* REQUIRED WORK *
**A)** In the infertility article below, how many people attended Lynn Polin's first support group meeting?
**B)** According to the infertility article below, what does the support group for couples work to end? List every item.
**C)** Write a continuation of the infertility article below, beginning after its final sentence.

* SELECTED PASSAGE *
#####

A reported 1 in 8 couples will have difficulty trying to conceive. A support group for couples experiencing infertility is offering solidarity and hope.

A support group for couples is working to end the silence, stigma and shame of infertility.

Lynn Polin, the founder and creator of Kindred Beginnings, a family-building support group, tells Weekend TODAY's Kristen Welker she knows exactly what it feels like to want so desperately to start and expand a family, only to endure failed in vitro fertilization (IVF) attempts and pregnancy loss.

"My husband never wanted children," Polin told TODAY Parents. "So to go from never wanting children to having to go through six years and 10 rounds of IVF and a loss and a failed foster-to-adopt... it was a lot."

Related: How much is IVF? Surrogacy? Adoption? Here are the financial costs of infertility

While in therapy, Polin told her therapist there had to be a way for more people experiencing infertility to support each other.

"Everybody needs that one person," Polin explained. "And my therapist kind of did her therapist thing where she made it sound like my idea, but it was really her idea. She said, 'Hey, why don't you start a local support group?' So I found Resolve, the National Infertility Association, and applied to be a peer-led support group leader."

Assuming next to no one would attend her first meeting, Polin was shocked when nine people attended her inaugural session.

"That's how I got started," she added. "I turned my pain into power."

#####

* EXTRACTED DATA *
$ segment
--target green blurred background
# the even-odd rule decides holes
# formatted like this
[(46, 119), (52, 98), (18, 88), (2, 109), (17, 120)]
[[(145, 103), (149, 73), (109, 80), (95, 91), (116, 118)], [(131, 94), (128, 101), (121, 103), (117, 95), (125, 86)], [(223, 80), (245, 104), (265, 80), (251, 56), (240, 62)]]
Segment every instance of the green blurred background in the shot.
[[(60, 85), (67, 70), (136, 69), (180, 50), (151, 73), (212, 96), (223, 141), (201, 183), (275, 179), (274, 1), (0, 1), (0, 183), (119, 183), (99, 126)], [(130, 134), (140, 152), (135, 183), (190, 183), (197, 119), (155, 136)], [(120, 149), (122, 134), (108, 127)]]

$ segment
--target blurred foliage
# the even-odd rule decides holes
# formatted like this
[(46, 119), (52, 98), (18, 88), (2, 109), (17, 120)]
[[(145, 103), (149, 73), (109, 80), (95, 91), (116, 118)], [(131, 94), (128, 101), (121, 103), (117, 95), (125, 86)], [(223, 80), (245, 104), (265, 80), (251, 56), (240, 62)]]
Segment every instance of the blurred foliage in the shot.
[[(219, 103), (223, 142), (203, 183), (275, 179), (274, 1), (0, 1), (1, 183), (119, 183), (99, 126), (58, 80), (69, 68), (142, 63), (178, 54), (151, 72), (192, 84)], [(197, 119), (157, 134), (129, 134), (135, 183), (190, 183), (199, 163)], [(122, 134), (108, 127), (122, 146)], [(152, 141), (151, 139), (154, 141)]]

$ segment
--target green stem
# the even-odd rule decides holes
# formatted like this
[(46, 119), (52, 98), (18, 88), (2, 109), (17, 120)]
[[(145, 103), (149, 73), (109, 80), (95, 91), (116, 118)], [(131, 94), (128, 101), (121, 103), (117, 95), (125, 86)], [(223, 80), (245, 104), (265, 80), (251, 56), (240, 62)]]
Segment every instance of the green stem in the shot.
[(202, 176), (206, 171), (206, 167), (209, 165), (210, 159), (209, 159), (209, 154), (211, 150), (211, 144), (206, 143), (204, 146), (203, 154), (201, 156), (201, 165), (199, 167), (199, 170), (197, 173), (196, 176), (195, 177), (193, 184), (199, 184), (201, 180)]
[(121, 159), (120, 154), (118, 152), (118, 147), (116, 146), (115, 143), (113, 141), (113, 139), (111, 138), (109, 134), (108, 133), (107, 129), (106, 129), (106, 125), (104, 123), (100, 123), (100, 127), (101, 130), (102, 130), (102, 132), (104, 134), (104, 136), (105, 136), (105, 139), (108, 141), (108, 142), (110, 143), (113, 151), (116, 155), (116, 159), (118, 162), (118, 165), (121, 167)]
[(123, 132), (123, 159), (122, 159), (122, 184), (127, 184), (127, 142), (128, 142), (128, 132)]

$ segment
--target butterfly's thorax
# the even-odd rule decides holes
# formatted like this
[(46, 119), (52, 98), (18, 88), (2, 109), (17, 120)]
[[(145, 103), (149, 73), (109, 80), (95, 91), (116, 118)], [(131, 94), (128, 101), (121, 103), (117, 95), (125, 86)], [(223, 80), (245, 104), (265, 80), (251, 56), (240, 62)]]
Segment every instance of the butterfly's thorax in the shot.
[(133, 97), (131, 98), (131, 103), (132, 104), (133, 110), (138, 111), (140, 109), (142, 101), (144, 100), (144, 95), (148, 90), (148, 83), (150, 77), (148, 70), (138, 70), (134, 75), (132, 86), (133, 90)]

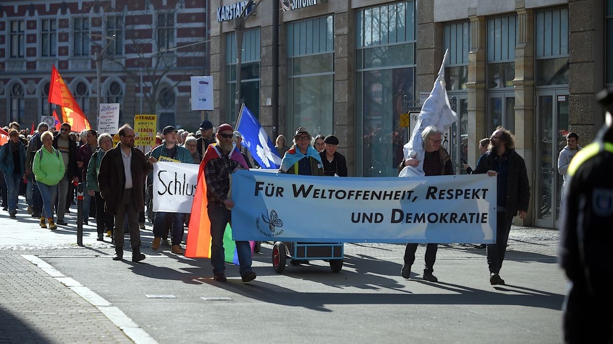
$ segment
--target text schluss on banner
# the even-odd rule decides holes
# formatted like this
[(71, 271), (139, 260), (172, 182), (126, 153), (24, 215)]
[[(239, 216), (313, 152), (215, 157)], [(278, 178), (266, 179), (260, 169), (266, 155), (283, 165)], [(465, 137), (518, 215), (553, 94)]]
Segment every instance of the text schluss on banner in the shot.
[(495, 242), (496, 178), (232, 175), (234, 240)]

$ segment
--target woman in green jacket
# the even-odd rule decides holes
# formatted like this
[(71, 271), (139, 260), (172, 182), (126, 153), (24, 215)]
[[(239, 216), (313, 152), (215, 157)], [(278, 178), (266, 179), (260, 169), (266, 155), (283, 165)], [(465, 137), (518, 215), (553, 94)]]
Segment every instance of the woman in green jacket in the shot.
[(53, 203), (58, 193), (58, 183), (64, 178), (66, 167), (62, 154), (53, 148), (53, 135), (45, 132), (40, 135), (42, 148), (34, 155), (32, 171), (36, 178), (40, 196), (42, 197), (43, 212), (40, 217), (40, 228), (46, 228), (45, 219), (49, 220), (49, 229), (58, 227), (53, 223)]
[(111, 135), (106, 133), (101, 134), (98, 136), (98, 147), (89, 158), (89, 163), (87, 166), (87, 192), (91, 196), (96, 197), (96, 226), (98, 232), (98, 241), (104, 241), (104, 228), (106, 227), (107, 236), (111, 237), (111, 242), (113, 242), (115, 218), (104, 211), (104, 198), (100, 195), (100, 188), (98, 187), (100, 163), (102, 161), (104, 153), (113, 148), (113, 138)]

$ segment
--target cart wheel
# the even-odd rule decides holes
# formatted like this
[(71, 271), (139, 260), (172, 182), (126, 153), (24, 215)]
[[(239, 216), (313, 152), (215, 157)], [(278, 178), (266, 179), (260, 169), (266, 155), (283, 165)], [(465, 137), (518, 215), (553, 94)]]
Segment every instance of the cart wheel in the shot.
[(272, 247), (272, 267), (278, 274), (285, 269), (285, 245), (277, 241)]
[(330, 268), (332, 269), (333, 272), (338, 272), (343, 269), (343, 261), (344, 260), (342, 259), (333, 259), (330, 260)]

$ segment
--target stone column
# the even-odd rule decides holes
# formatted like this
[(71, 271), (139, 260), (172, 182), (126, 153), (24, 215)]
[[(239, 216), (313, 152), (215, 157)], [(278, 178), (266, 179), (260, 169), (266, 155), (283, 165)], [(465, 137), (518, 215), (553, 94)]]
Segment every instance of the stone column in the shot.
[(468, 51), (468, 161), (481, 155), (479, 140), (485, 137), (485, 30), (484, 17), (476, 9), (468, 9), (470, 20), (470, 50)]
[(350, 176), (356, 175), (356, 20), (346, 3), (334, 13), (334, 135), (338, 151), (347, 157)]
[(590, 142), (603, 122), (594, 95), (604, 88), (604, 6), (599, 0), (569, 0), (569, 129), (582, 146)]
[[(528, 170), (531, 190), (534, 190), (534, 149), (536, 134), (534, 130), (534, 12), (524, 8), (524, 1), (517, 1), (517, 41), (515, 47), (515, 145), (524, 157)], [(533, 195), (534, 193), (533, 192)], [(532, 201), (534, 197), (530, 197)], [(515, 224), (532, 225), (532, 206), (528, 208), (528, 216), (523, 220), (516, 218)]]

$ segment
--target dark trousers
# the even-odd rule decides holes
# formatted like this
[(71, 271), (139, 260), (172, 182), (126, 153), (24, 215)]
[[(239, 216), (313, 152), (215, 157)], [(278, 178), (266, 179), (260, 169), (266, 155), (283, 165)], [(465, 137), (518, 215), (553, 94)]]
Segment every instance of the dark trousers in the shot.
[(140, 231), (139, 230), (139, 212), (134, 204), (134, 193), (133, 189), (126, 189), (123, 190), (123, 196), (117, 204), (117, 212), (115, 213), (115, 249), (123, 247), (123, 221), (128, 219), (128, 228), (130, 233), (130, 245), (132, 247), (140, 247)]
[[(415, 262), (415, 252), (417, 250), (418, 244), (407, 244), (405, 249), (405, 265), (411, 266)], [(436, 261), (436, 251), (438, 250), (438, 244), (428, 244), (425, 247), (425, 266), (424, 272), (434, 271), (434, 262)]]
[(102, 196), (100, 195), (100, 193), (96, 191), (94, 195), (96, 197), (96, 231), (98, 234), (102, 234), (107, 231), (111, 231), (112, 233), (115, 218), (112, 215), (109, 215), (105, 212), (104, 198), (102, 198)]
[(502, 267), (502, 261), (504, 260), (504, 253), (506, 253), (506, 242), (509, 241), (509, 232), (511, 231), (511, 224), (513, 222), (512, 216), (508, 216), (503, 211), (497, 214), (496, 220), (496, 244), (487, 245), (487, 265), (490, 272), (499, 274)]
[(172, 218), (172, 244), (179, 245), (183, 236), (183, 213), (166, 212), (158, 211), (156, 213), (153, 221), (153, 235), (155, 237), (162, 237), (166, 226), (166, 219)]
[[(232, 226), (232, 213), (226, 207), (209, 206), (207, 209), (211, 220), (211, 264), (213, 265), (213, 273), (223, 272), (226, 271), (224, 233), (228, 223)], [(236, 241), (236, 250), (238, 256), (238, 271), (242, 276), (251, 271), (251, 244), (248, 241)]]

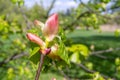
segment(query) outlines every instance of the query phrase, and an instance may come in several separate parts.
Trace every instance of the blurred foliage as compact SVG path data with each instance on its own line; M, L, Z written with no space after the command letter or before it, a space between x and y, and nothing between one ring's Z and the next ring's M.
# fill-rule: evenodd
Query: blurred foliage
M77 8L69 9L66 12L59 13L59 23L63 31L60 31L63 43L61 49L65 48L68 52L68 58L71 65L68 67L59 67L71 79L93 79L108 80L120 79L120 51L113 51L101 54L101 57L92 56L90 52L113 49L120 46L120 30L114 32L101 32L76 30L99 29L102 24L120 24L120 0L89 0L87 3L83 0L74 0L79 2ZM80 4L81 2L81 4ZM111 3L110 7L107 7ZM24 0L0 0L0 79L1 80L33 80L36 73L36 66L29 61L28 53L32 45L26 39L26 32L36 33L39 29L33 22L38 19L42 22L48 17L48 9L35 4L28 8L24 6ZM32 29L32 31L31 31ZM73 33L71 32L73 31ZM100 29L99 29L100 30ZM67 33L67 34L66 34ZM41 32L37 33L41 34ZM67 35L67 39L65 37ZM116 36L116 37L115 37ZM65 40L66 39L66 40ZM56 39L57 41L58 39ZM37 49L35 49L35 52ZM27 53L20 58L13 58L15 55ZM62 53L62 52L61 52ZM34 54L34 53L32 53ZM60 55L60 54L59 54ZM107 58L106 58L107 57ZM64 58L64 57L63 57ZM34 59L33 59L34 60ZM65 59L67 60L67 59ZM82 67L83 64L89 70L87 72ZM58 69L52 65L45 66L43 80L51 80L56 77L62 80L64 77L58 72ZM48 75L46 74L46 71ZM49 76L50 74L50 76ZM46 78L47 76L47 78Z

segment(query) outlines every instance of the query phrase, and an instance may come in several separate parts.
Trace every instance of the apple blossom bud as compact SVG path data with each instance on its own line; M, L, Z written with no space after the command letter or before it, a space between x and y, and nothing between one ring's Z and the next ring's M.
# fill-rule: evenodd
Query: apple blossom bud
M44 23L42 23L42 22L40 22L40 21L38 21L38 20L35 20L35 21L34 21L34 24L40 26L41 30L43 31L43 28L44 28L44 26L45 26Z
M60 60L61 58L58 56L57 52L58 52L58 45L55 44L54 46L51 47L51 51L48 54L48 57L54 60L55 59Z
M58 14L51 15L45 23L43 34L51 41L58 32Z
M45 43L42 39L40 39L38 36L32 34L32 33L27 33L27 38L31 41L34 42L36 44L38 44L39 46L45 46Z

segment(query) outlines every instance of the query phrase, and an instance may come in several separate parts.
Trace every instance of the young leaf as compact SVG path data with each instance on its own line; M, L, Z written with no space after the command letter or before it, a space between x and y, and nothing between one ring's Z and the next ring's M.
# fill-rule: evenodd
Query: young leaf
M37 64L40 59L40 53L38 51L40 50L40 47L34 47L34 49L30 53L29 59L34 63Z

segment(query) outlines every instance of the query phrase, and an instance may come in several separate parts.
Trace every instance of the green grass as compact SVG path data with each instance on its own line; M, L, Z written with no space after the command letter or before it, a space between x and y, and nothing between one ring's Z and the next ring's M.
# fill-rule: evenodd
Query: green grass
M114 32L99 33L98 31L76 30L68 34L67 38L70 39L73 44L85 44L89 49L91 45L94 45L94 51L120 48L120 36L115 37ZM102 55L107 57L107 59L90 56L88 61L94 64L94 70L111 77L115 76L115 59L120 57L120 51L103 53Z
M67 34L67 38L72 40L73 44L85 44L89 49L91 45L94 45L95 51L120 47L120 37L115 37L113 32L99 33L98 31L75 30L74 32ZM114 61L116 57L120 57L120 51L114 51L103 55L107 56L108 60L96 56L90 56L88 61L93 64L94 70L99 71L100 73L103 73L107 76L114 77L114 72L116 70ZM70 68L69 75L73 78L79 78L84 74L85 72L77 66ZM63 76L56 74L56 71L55 73L44 73L41 75L40 79L51 80L53 77L57 80L63 80Z

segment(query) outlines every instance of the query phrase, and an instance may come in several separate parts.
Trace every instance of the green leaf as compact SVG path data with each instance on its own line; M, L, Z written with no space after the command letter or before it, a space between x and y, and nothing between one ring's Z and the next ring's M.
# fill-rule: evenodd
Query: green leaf
M71 55L71 57L70 57L70 60L71 60L71 62L74 62L74 63L80 63L81 61L80 61L80 59L79 59L79 53L73 53L72 55Z
M29 59L34 63L37 64L40 59L40 53L38 51L40 50L40 47L34 47L34 49L30 53Z

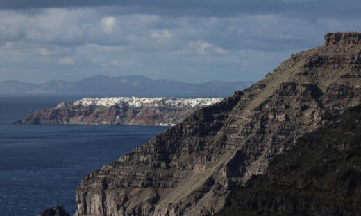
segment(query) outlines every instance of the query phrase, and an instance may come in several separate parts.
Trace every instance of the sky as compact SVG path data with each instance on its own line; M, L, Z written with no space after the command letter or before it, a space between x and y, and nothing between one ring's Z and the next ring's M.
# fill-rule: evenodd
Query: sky
M360 8L359 0L0 0L0 81L257 81L328 32L360 32Z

#####

* ANSWERS *
**A)** Nine people

**B)**
- Silence
- Stigma
- Shame

**C)**
Related: Celebrities who have been open about their struggles with infertility

After the COVID-19 pandemic hit, Polin, who now has two children, became a certified integrative fertility coach and founded Kinder Beginnings, to provide couples experiencing infertility and other reproductive challenges with an "online community of safe, free spaces."

"I always say that amazing things happen when we surround ourselves in shared community, because that connection just shows us that we're not alone," Polin said. "Other people are going through similar experiences and have had similar feelings, and we can just support one another and lift each other up in love and support and connection."

A reported one in eight couples will have a difficult time becoming pregnant or carrying a pregnancy to term, according to the The National Infertility Association. And while one 2017 study found that trouble conceiving can bring couples closer together, another study of 50,000 Danish women found that couples experiencing infertility are three times more likely to end up divorced.

One reason for the strain infertility and issues conceiving can have on relationships is the different ways men and women often cope. For example, one 2006 study found that women use "confrontative coping, accepting responsibility, seeking social support and escape" skills, while men rely on "distancing, self-controlling and planful problem-solving" techniques.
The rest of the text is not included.